Supplied passage:
Swiss-Dutch molecular biologist

Françoise Gisou van der Goot (born 19 September 1964 in Tehran) is a Swiss-Dutch cell biologist. She is a professor and the Vice President for Responsible Transformation at EPFL (École Polytechnique Fédérale de Lausanne).

==Career==
Gisou van der Goot studied engineering at the École Centrale de Paris. She pursued a PhD in molecular biophysics at the Saclay Nuclear Research Centre (Pierre and Marie Curie University). After her PhD, she was a postdoctoral researcher at the European Molecular Biology Laboratory (EMBL) in Heidelberg. In 1994 she worked as a group leader in the Department of Biochemistry of the University of Geneva and, subsequently, from 2001 as associate professor in the department of microbiology and molecular medicine. Since 2006, she has been full professor of molecular and cellular microbiology at the School of Life Sciences of EPFL, where she was also dean until 2020. In September 2020, she was appointed Vice President for Responsible Transformation at EPFL for a term starting in 2021.

==Research==
Gisou van der Goot leads the Laboratory of Cell and Membrane Biology at the School of Life Sciences of the École Polytechnique Fédérale de Lausanne (EPFL). Her laboratory studies various aspects of cellular and intracellular membrane dynamics. Notably, it aims to better understand the way protein palmitoylation regulates endoplasmic reticulum function and protein trafficking, the mechanisms which allow bacterial proteins such as the anthrax toxin to penetrate target cells, and the molecular mechanisms leading to juvenile hyaline fibromatosis, a rare and debilitating genetic disorder. In the context of the COVID-19 pandemic, Gisou van der Goot declared to have dedicated part of her laboratory to study SARS-CoV-2.

===Awards and honors===

Gisou van der Goot obtained a European Molecular Biology Organization (EMBO) Young Investigator award in 2001 and an Howard Hughes International Scholar award in 2005. In 2009, she received the Leenaards Foundation Research Prize and the Marcel Benoist Prize. The latter two prizes were awarded for her contributions to the biochemistry of the bacterial toxin of the anthrax pathogen at the host cell membrane. In 2020, she was awarded the Suffrage Science award.

[Free-text descriptions of objects]
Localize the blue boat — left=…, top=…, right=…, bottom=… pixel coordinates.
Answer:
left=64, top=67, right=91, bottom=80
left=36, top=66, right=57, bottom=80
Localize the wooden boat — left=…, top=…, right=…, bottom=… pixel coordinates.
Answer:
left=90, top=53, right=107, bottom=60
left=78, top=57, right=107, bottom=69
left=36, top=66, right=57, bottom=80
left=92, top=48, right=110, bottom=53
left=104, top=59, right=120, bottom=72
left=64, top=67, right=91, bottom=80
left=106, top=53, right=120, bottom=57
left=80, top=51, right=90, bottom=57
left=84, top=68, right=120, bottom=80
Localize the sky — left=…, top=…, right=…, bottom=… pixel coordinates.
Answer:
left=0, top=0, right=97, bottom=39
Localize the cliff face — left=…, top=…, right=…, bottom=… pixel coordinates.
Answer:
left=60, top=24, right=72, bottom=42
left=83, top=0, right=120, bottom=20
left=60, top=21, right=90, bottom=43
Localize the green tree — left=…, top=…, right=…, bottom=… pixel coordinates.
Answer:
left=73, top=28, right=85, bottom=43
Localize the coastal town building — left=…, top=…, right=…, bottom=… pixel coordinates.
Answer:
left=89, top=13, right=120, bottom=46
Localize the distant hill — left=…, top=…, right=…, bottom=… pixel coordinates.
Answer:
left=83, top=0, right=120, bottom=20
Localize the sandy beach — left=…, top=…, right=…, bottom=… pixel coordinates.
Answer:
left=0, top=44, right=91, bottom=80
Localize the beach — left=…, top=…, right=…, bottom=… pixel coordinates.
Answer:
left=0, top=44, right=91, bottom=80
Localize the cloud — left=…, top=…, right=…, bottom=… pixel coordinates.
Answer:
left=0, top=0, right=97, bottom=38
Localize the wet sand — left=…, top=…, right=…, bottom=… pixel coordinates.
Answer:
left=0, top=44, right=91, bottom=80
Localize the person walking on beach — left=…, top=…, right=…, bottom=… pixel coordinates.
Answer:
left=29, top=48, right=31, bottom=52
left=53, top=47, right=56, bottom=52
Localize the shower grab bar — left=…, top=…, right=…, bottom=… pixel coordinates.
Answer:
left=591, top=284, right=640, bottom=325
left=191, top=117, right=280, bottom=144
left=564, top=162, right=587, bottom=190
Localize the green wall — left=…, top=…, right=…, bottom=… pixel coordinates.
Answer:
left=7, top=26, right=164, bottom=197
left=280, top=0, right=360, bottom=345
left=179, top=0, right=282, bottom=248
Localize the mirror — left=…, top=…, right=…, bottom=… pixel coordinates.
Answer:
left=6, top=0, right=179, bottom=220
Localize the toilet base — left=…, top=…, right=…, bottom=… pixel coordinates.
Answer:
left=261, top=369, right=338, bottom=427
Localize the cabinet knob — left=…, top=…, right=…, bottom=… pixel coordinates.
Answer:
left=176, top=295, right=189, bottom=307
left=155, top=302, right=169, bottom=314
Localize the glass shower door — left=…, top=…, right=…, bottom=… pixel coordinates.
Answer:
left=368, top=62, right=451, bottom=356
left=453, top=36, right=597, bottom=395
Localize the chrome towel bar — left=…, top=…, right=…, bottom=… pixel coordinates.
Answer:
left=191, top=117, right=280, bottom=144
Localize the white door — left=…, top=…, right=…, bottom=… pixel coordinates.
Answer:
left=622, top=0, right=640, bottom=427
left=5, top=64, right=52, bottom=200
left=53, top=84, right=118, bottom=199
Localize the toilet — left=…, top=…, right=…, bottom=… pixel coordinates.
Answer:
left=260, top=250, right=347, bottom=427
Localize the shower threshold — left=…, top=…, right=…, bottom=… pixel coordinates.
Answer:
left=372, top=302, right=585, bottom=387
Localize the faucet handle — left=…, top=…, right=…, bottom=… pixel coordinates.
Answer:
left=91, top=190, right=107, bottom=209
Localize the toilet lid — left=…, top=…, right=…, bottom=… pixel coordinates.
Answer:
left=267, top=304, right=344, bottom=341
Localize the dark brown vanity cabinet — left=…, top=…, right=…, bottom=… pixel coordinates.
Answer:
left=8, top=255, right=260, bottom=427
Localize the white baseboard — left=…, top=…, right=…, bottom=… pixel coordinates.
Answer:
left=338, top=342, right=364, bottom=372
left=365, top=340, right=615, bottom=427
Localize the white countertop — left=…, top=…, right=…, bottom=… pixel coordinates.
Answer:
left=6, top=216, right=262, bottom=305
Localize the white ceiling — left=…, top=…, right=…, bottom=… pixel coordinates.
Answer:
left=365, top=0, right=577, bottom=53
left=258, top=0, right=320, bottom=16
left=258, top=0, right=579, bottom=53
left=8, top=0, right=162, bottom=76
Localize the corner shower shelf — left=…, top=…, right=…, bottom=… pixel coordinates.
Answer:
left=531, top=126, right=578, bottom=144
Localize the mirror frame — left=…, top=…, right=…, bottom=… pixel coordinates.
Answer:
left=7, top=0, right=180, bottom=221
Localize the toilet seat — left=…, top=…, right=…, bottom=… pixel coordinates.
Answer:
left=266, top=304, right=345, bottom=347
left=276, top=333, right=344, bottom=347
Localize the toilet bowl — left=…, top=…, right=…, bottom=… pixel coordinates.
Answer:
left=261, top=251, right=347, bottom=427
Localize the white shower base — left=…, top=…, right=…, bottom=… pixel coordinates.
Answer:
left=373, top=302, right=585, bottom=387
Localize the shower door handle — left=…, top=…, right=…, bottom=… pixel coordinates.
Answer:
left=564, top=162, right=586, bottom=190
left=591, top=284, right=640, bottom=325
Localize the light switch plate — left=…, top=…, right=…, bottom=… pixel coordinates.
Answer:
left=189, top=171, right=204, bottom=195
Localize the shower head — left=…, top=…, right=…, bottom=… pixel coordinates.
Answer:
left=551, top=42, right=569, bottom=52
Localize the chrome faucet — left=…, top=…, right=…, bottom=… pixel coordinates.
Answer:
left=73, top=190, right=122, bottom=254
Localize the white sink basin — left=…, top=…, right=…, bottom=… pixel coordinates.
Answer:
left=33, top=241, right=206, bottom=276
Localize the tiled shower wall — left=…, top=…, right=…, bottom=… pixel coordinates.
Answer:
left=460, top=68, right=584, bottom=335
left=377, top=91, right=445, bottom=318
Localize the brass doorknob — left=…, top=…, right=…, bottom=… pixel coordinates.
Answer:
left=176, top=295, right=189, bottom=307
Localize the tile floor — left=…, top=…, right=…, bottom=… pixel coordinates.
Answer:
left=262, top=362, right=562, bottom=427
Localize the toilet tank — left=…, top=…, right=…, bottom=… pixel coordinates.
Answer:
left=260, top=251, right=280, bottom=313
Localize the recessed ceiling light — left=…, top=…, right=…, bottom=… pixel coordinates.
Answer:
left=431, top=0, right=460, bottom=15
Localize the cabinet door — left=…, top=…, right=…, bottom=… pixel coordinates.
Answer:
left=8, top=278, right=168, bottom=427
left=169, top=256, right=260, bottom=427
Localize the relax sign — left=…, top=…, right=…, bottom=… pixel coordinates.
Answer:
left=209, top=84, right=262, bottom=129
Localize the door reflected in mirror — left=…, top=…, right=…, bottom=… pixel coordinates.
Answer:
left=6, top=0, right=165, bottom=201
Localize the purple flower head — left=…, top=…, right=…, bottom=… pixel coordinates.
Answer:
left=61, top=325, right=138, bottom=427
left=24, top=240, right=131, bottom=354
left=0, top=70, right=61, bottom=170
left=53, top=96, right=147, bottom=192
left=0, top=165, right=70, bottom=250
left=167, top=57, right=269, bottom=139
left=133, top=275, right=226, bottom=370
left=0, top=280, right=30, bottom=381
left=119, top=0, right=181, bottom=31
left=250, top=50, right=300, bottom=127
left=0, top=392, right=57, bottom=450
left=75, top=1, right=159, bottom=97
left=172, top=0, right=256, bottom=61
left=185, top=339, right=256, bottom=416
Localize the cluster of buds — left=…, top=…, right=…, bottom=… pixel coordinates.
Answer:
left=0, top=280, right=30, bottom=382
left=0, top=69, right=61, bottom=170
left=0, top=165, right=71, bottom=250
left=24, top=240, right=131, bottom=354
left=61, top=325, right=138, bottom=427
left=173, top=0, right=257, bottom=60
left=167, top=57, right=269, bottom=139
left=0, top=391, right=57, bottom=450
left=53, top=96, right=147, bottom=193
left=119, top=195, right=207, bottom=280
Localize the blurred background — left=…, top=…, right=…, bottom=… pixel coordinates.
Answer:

The task: From the text on Gisou van der Goot, transcribe the part starting at "Swiss-Dutch molecular biologist" and ending at "Fédérale de Lausanne).". Work only from the text about Gisou van der Goot.

Written response:
Swiss-Dutch molecular biologist

Françoise Gisou van der Goot (born 19 September 1964 in Tehran) is a Swiss-Dutch cell biologist. She is a professor and the Vice President for Responsible Transformation at EPFL (École Polytechnique Fédérale de Lausanne).